● **ISTRUZIONI**:
[1] Puoi ricopiare parola per parola l'articolo sul covid 19, da "Che confusione. Sarà" fino a "di questa pandemia." compreso?
[2] Puoi riprendere l'articolo sul covid 19 subito dopo la sua ultima frase?

● **ESTRATTO SELEZIONATO**:
--

Che confusione. Sarà perché… viviamo? Ancora tante e frammentarie sono le notizie sui nuovi focolai italiani di covid 19 in varie città e comuni meno noti. Dai media le scorgiamo spuntare di continuo, sparse come quegli appariscenti funghi rossi con i puntini bianchi, denominati amaniti muscarie o ovoli malefici, fra l’altro altamente tossici. Un po’ come la proteina spike, che al microscopio si può notare sulla superficie rotondeggiante, che permette al coronavirus di infettare ed attaccare le cellule umane rendendolo così contagioso. Ma a quanto pare in questa fase estiva la curva nazionale dei contagi è in netta diminuzione anche se il virus vive ancora fra noi. Epidemiologi e virologi di ogni provenienza esprimono le loro opinioni scientifiche su potenziali date di arresto dell’incubo di questa pandemia.
C’è chi ipotizza, come Giuseppe Remuzzi, direttore dell’istituto farmacologico Mario Negri di Bergamo, in una recente intervista a Panorama, che qualcosa stia cambiando: «Al pronto soccorso non arrivano più malati in crisi respiratoria come settimane fa; come tutte le epidemie, anche covid 19 scomparirà, ma non in tempi brevi», perché continuerà a stare con noi ancora per uno o due anni finché si fermerà a furia di circolare.

--

● **DATI FORNITI**:
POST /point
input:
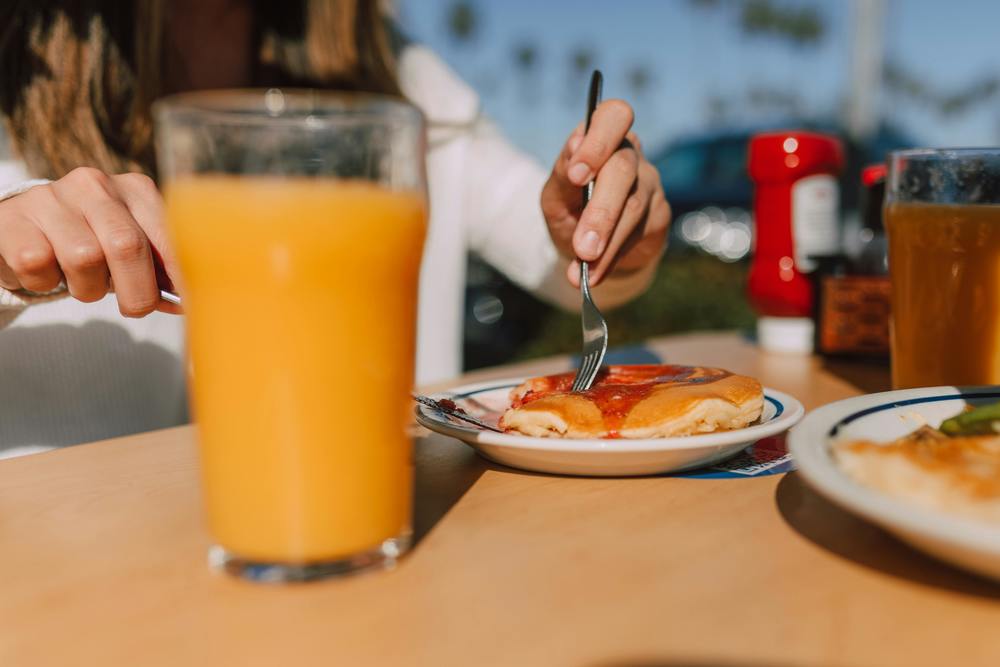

--

● **RISULTATI DEI COMPITI**:
[1]
Che confusione. Sarà perché… viviamo? Ancora tante e frammentarie sono le notizie sui nuovi focolai italiani di covid 19 in varie città e comuni meno noti. Dai media le scorgiamo spuntare di continuo, sparse come quegli appariscenti funghi rossi con i puntini bianchi, denominati amaniti muscarie o ovoli malefici, fra l’altro altamente tossici. Un po’ come la proteina spike, che al microscopio si può notare sulla superficie rotondeggiante, che permette al coronavirus di infettare ed attaccare le cellule umane rendendolo così contagioso. Ma a quanto pare in questa fase estiva la curva nazionale dei contagi è in netta diminuzione anche se il virus vive ancora fra noi. Epidemiologi e virologi di ogni provenienza esprimono le loro opinioni scientifiche su potenziali date di arresto dell’incubo di questa pandemia.

[2]
È impossibile sapere quando saremo liberi da questo temibile nemico invisibile: l’unica cosa plausibile da osservare per ricavare un’analisi su casi empirici già accaduti è la storia passata. Infatti le pandemie possono terminare in due modi: dal punto di vista medico quando finiscono i contagi ed i decessi e dal punto di vista sociale quando le persone non sono più fobiche nei loro riguardi. A tal proposito è degno di nota un articolo del New York Times che spiega che è più facile che la pandemia cessi realmente di esistere tra la gente quando la popolazione decide di non pensarci più. E proprio facendo della dietrologia si evince che le pandemie passate si sono esaurite in primis socialmente, tanto che alcune, dal punto di vista medico, non sono mai scomparse del tutto. Per esempio, l’epidemia di peste diffusasi a cavallo tra la fine dell’ottocento e i primi del novecento non finì mai completamente: questo sia perché il batterio con il tempo mutò diventando meno mortale, sia perché i sudici ratti portatori della peste iniziarono a vivere più lontano dalla specie umana; tuttavia ancora ai tempi attuali ci sono casi di peste, seppure rari e curabili con normali antibiotici. Oppure possono ricordarsi casi di malattie come il vaiolo, scomparse per l’effettuazione di una vaccinazione di massa che ha messo la parola stop alla sua diffusione nel 1980, come ha dichiarato l’Oms. Però, in quel caso, i sintomi dell’infezione erano facilmente riconoscibili ed isolabili e non paragonabili affatto a quelli di covid 19 perché tanti degli infetti sono asintomatici.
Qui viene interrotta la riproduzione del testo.